§ Work to be completed: Quote every entry word for word.

....

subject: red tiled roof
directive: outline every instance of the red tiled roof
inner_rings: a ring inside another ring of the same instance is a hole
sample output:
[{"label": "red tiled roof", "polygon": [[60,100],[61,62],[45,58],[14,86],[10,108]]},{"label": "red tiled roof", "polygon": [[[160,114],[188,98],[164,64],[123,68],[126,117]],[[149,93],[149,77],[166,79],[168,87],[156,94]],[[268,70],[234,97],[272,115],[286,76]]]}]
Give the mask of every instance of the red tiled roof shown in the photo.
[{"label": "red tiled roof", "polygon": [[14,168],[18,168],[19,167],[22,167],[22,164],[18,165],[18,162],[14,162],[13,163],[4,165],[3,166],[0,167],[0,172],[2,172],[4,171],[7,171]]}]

....

§ Correct response:
subject: red tiled roof
directive: outline every instance of the red tiled roof
inner_rings: a ring inside another ring of the same instance is a hole
sample output:
[{"label": "red tiled roof", "polygon": [[60,100],[61,62],[45,58],[14,86],[10,108]]},{"label": "red tiled roof", "polygon": [[[160,114],[188,98],[164,64],[123,68],[126,117]],[[149,93],[149,77],[166,79],[168,87],[156,94]],[[268,70],[234,97],[272,115],[286,76]]]}]
Give the mask of every instance of the red tiled roof shown in the photo.
[{"label": "red tiled roof", "polygon": [[14,168],[18,168],[19,167],[22,167],[22,164],[18,165],[18,162],[14,162],[13,163],[4,165],[3,166],[0,167],[0,172],[2,172],[4,171],[7,171]]}]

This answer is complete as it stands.